Records to process:
★ ★ ★ ★ ★ ★ ★
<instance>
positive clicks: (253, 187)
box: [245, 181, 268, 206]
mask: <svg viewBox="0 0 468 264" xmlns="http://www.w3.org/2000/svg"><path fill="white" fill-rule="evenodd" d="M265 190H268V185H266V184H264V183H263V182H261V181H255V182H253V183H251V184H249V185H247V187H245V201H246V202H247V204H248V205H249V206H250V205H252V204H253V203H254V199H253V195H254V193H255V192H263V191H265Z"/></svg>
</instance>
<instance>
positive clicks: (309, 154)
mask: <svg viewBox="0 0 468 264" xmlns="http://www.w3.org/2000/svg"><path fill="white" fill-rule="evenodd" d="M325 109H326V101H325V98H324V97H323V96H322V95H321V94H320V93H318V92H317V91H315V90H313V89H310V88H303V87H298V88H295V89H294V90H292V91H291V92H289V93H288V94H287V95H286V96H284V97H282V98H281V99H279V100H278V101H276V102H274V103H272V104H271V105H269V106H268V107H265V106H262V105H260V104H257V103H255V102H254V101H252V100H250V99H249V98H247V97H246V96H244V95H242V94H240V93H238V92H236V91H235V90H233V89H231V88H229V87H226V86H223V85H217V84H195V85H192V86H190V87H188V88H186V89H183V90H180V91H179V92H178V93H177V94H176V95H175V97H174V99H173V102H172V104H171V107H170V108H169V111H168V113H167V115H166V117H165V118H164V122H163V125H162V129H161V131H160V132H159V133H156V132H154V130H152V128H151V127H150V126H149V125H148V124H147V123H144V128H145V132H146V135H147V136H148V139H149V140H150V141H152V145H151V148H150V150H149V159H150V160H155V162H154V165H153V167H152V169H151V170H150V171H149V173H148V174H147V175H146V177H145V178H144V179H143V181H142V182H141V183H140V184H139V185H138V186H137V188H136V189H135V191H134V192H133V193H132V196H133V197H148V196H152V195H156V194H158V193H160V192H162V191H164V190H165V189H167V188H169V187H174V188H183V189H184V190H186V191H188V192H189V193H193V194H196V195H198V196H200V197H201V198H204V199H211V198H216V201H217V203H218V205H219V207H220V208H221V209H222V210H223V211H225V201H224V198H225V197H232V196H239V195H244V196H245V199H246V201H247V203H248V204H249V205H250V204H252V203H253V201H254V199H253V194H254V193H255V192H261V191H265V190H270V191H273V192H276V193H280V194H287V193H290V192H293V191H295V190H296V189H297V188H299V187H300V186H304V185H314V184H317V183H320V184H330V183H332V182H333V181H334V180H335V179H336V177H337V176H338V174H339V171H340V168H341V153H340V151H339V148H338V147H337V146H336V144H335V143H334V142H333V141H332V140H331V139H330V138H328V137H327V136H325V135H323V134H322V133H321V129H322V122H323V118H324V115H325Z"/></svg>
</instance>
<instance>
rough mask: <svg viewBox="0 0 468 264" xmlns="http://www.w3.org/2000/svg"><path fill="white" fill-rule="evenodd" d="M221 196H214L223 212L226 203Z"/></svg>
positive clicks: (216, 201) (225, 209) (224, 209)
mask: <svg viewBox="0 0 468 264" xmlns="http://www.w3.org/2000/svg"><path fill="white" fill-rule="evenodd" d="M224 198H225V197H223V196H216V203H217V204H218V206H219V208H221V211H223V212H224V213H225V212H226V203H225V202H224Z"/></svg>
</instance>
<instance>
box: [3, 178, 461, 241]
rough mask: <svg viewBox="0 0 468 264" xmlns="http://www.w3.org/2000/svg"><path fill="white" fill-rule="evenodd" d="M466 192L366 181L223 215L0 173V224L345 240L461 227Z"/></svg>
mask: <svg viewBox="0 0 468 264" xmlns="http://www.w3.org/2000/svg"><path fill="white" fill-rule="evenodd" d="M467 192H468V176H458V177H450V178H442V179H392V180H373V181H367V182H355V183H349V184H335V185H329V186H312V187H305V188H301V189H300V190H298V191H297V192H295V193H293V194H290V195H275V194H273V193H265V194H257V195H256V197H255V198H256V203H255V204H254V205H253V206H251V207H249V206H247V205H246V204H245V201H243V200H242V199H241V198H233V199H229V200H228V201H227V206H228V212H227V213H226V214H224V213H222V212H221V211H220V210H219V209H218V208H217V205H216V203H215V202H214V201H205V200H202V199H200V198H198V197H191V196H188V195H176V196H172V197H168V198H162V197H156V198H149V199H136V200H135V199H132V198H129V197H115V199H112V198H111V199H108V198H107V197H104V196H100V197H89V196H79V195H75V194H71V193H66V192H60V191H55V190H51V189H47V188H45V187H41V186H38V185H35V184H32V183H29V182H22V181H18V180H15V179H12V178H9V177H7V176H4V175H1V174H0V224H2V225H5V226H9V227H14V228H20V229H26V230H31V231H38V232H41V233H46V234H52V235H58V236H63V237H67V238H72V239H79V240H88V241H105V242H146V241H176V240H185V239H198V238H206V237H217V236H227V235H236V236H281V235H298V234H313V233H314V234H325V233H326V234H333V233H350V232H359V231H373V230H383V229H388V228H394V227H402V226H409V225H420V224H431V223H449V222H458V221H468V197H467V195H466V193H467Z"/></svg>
★ ★ ★ ★ ★ ★ ★
Work to complete: In full and word for word, write out the data above.

Solution:
<instance>
positive clicks: (253, 187)
box: [245, 181, 268, 206]
mask: <svg viewBox="0 0 468 264" xmlns="http://www.w3.org/2000/svg"><path fill="white" fill-rule="evenodd" d="M265 190H268V185H266V184H264V183H263V182H261V181H255V182H253V183H251V184H249V185H247V187H245V201H246V202H247V204H248V205H249V206H250V205H252V204H253V203H254V199H253V195H254V193H255V192H263V191H265Z"/></svg>
</instance>
<instance>
positive clicks: (309, 154)
mask: <svg viewBox="0 0 468 264" xmlns="http://www.w3.org/2000/svg"><path fill="white" fill-rule="evenodd" d="M325 109H326V101H325V98H324V97H323V96H322V95H321V94H320V93H318V92H317V91H315V90H313V89H310V88H303V87H298V88H295V89H294V90H292V91H291V92H289V93H288V94H287V95H286V96H284V97H282V98H281V99H279V100H278V101H276V102H274V103H272V104H271V105H269V106H268V107H265V106H262V105H260V104H257V103H255V102H254V101H252V100H250V99H249V98H247V97H246V96H244V95H242V94H240V93H238V92H236V91H235V90H233V89H231V88H229V87H226V86H223V85H217V84H195V85H192V86H190V87H188V88H186V89H183V90H180V91H179V92H178V93H177V94H176V95H175V97H174V99H173V102H172V104H171V107H170V108H169V111H168V113H167V115H166V117H165V118H164V122H163V125H162V129H161V131H160V132H159V133H156V132H154V130H152V128H151V127H150V126H149V125H148V124H147V123H144V128H145V132H146V135H147V136H148V139H149V140H150V141H152V145H151V148H150V150H149V159H150V160H155V162H154V165H153V167H152V169H151V170H150V171H149V173H148V174H147V175H146V177H145V178H144V179H143V181H142V182H141V183H140V184H139V185H138V186H137V188H136V189H135V191H134V192H133V193H132V196H133V197H148V196H152V195H156V194H158V193H160V192H162V191H164V190H165V189H167V188H169V187H174V188H183V189H184V190H186V191H188V192H189V193H193V194H196V195H198V196H200V197H201V198H204V199H211V198H216V201H217V203H218V205H219V207H220V208H221V209H222V210H223V211H225V201H224V198H225V197H232V196H239V195H244V196H245V199H246V201H247V203H248V204H249V205H250V204H252V203H253V201H254V199H253V194H254V193H255V192H261V191H265V190H270V191H273V192H276V193H280V194H287V193H290V192H293V191H295V190H296V189H297V188H299V187H300V186H304V185H314V184H317V183H320V184H330V183H332V182H333V181H334V180H335V179H336V177H337V176H338V174H339V171H340V168H341V153H340V151H339V148H338V147H337V146H336V144H335V143H334V142H333V141H332V140H331V139H330V138H328V137H327V136H325V135H323V134H322V133H321V129H322V122H323V118H324V115H325Z"/></svg>
</instance>
<instance>
rough mask: <svg viewBox="0 0 468 264" xmlns="http://www.w3.org/2000/svg"><path fill="white" fill-rule="evenodd" d="M221 196H214L223 212L226 203Z"/></svg>
positive clicks: (216, 201) (225, 209) (224, 209)
mask: <svg viewBox="0 0 468 264" xmlns="http://www.w3.org/2000/svg"><path fill="white" fill-rule="evenodd" d="M224 198H225V197H223V196H216V203H217V204H218V206H219V208H221V211H223V212H224V213H225V212H226V203H225V202H224Z"/></svg>
</instance>
<instance>
box: [3, 178, 461, 241]
rough mask: <svg viewBox="0 0 468 264" xmlns="http://www.w3.org/2000/svg"><path fill="white" fill-rule="evenodd" d="M466 192L366 181L223 215L0 173V224L345 240L461 227Z"/></svg>
mask: <svg viewBox="0 0 468 264" xmlns="http://www.w3.org/2000/svg"><path fill="white" fill-rule="evenodd" d="M467 192H468V176H458V177H450V178H442V179H392V180H373V181H367V182H355V183H349V184H335V185H329V186H312V187H305V188H301V189H300V190H298V191H297V192H295V193H293V194H290V195H275V194H273V193H265V194H257V195H256V197H255V198H256V203H255V204H254V205H253V206H251V207H249V206H247V205H246V204H245V201H243V200H242V199H241V198H233V199H229V200H228V201H227V206H228V212H227V213H226V214H224V213H222V212H221V211H220V210H219V209H218V208H217V205H216V203H215V202H214V201H205V200H202V199H200V198H198V197H191V196H188V195H176V196H172V197H168V198H162V197H156V198H149V199H136V200H135V199H132V198H129V197H115V199H112V198H111V199H108V198H107V197H104V196H100V197H89V196H79V195H75V194H71V193H66V192H60V191H55V190H51V189H47V188H45V187H41V186H38V185H35V184H32V183H29V182H22V181H18V180H15V179H12V178H9V177H7V176H4V175H1V174H0V224H2V225H5V226H9V227H14V228H20V229H26V230H31V231H38V232H41V233H46V234H52V235H58V236H63V237H67V238H72V239H79V240H88V241H105V242H146V241H176V240H185V239H198V238H206V237H217V236H227V235H236V236H281V235H298V234H313V233H314V234H325V233H326V234H333V233H350V232H359V231H373V230H383V229H388V228H394V227H402V226H409V225H420V224H431V223H449V222H458V221H468V197H467V195H466V193H467Z"/></svg>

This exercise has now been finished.